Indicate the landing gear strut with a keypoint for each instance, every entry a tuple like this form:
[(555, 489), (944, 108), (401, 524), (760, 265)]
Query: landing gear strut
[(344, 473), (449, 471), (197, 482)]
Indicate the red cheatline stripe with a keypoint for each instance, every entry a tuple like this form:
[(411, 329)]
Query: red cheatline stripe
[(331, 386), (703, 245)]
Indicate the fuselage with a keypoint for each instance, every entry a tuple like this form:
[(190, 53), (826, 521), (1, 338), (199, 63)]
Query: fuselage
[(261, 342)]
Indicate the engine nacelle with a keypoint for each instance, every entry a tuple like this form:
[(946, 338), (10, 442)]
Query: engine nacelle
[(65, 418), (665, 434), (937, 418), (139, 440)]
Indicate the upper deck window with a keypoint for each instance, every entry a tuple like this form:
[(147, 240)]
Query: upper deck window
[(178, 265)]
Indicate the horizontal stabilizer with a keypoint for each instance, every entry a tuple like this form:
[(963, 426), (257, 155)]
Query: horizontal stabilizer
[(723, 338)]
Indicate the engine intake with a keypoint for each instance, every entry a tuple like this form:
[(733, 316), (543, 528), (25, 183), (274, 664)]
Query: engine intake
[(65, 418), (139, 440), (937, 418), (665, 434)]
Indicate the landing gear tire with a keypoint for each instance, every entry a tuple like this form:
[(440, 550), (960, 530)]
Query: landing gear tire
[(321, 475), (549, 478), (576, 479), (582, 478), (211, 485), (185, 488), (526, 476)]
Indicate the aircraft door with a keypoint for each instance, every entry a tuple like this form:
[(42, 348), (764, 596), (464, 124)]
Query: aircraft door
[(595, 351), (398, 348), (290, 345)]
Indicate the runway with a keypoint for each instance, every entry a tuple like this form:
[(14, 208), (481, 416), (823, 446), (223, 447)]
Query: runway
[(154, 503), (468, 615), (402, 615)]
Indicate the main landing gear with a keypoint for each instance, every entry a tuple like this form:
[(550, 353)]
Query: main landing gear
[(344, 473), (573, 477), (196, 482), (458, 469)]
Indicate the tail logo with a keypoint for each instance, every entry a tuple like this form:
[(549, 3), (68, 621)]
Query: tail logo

------------

Can you copy out every line of the listing above, unchanged and in the same order?

Indicate the landing gear strut with a keypoint for each instance, every entry a tuple like this form:
[(555, 489), (944, 108), (401, 524), (760, 265)]
Query: landing gear strut
[(344, 473), (449, 471), (197, 482)]
Indicate the red cheatline stripe with a keypoint for each instance, every entry a tuple like this form:
[(411, 329)]
Query: red cheatline stripe
[(331, 386), (703, 245)]
Indicate the fuselage with a keypoint for each instance, every entry a tuple like this form:
[(190, 53), (826, 521), (1, 338), (199, 63)]
Query: fuselage
[(261, 342)]
Indicate the engine nacelle with a keypoint for each instance, every entry a tuple like this form:
[(946, 338), (10, 442)]
Query: engine nacelle
[(65, 418), (665, 434), (937, 418), (139, 440)]
Indicate the upper deck window with a keypoint for each instance, every entry a tuple like this form:
[(147, 240)]
Query: upper deck window
[(178, 265)]
Indicate the horizontal stabilizer with a keypoint for each instance, every entry a tuple like this form:
[(963, 426), (257, 155)]
Query: horizontal stabilizer
[(723, 338)]
Indicate the engine intake with a keypoint for each instance, every entry a tuple like this form:
[(733, 316), (543, 528), (25, 183), (274, 664)]
Query: engine intake
[(65, 418), (139, 440), (937, 418), (665, 434)]
Indicate the landing gear tire with a keypoint for each instance, every entry a tuple like this form:
[(440, 550), (960, 530)]
Query: landing gear tire
[(321, 475), (549, 478), (576, 479), (582, 478), (211, 485), (185, 488), (526, 476)]
Indicate the aircraft door with a keypoint for each instance, every entry a tuple like this form:
[(42, 348), (764, 596), (464, 124)]
Query: aircraft door
[(595, 351), (398, 348), (290, 345)]
Indicate the runway with a keypoint for each instance, every entry a tuple like this form:
[(14, 208), (481, 416), (823, 446), (223, 447)]
Query: runway
[(154, 503), (468, 615), (402, 615)]
Indicate the main landing gear with a keypoint for each instance, every entry a tuple like this form:
[(550, 353)]
Query: main landing gear
[(344, 473), (573, 477), (196, 482), (458, 469)]
Indicate the tail logo with a keypoint for each instance, every entry a tuple like this form:
[(549, 3), (68, 621)]
Query: tail logo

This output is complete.